#### Objective:
Put every line into a JSON list of strings, one string per line and no blank lines, starting with the line that contains "For the dark object" and going on through the last of the rows below. Leave the pictures out of the list.

========

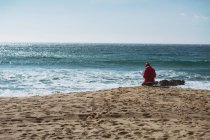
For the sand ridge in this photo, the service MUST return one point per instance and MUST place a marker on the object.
(121, 113)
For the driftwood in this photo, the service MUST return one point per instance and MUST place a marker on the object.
(171, 82)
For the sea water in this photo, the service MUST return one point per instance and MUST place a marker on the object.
(46, 68)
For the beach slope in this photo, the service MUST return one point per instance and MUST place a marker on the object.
(121, 113)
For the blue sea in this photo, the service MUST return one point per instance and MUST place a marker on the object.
(47, 68)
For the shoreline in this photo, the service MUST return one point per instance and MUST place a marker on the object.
(120, 113)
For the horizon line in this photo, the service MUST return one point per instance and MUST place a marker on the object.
(65, 42)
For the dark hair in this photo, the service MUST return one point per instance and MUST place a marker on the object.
(147, 64)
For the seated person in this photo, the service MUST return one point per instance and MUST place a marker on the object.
(149, 75)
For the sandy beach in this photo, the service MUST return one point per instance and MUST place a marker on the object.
(122, 113)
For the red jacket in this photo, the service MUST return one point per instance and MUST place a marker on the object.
(149, 75)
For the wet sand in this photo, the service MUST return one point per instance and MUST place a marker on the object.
(122, 113)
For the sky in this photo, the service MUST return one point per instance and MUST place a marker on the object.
(105, 21)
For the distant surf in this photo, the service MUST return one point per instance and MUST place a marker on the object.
(45, 68)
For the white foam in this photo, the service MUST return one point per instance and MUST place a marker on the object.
(43, 81)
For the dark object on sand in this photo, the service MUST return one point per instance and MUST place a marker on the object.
(171, 82)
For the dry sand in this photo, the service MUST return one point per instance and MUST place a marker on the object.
(122, 113)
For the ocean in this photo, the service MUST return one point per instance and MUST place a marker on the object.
(47, 68)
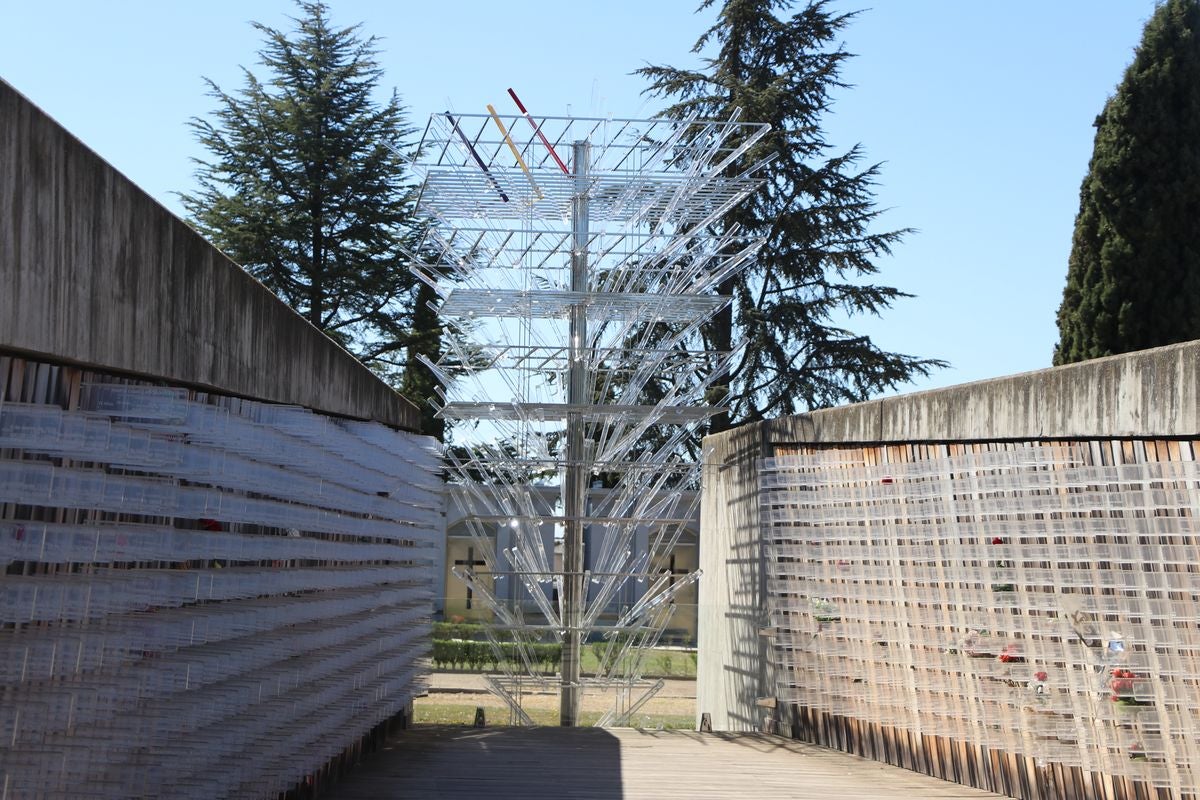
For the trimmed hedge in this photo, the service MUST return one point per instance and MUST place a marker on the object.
(460, 654)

========

#### Correct output:
[
  "For the dark object on sand in this photo, the service MUST return one point per instance and MUST place a marker on the object.",
  "(171, 82)",
  "For the dry sand in this photo, the service MUST return one point per instance and MUST place a marker on the object.",
  "(122, 113)",
  "For the ocean in this photo, the service MUST return one point per instance and MUST place a marker on the object.",
  "(47, 68)",
  "For the trimmed hedge in this photo, the service MUST return one point per instance and MUST place a marker on the object.",
  "(460, 654)"
]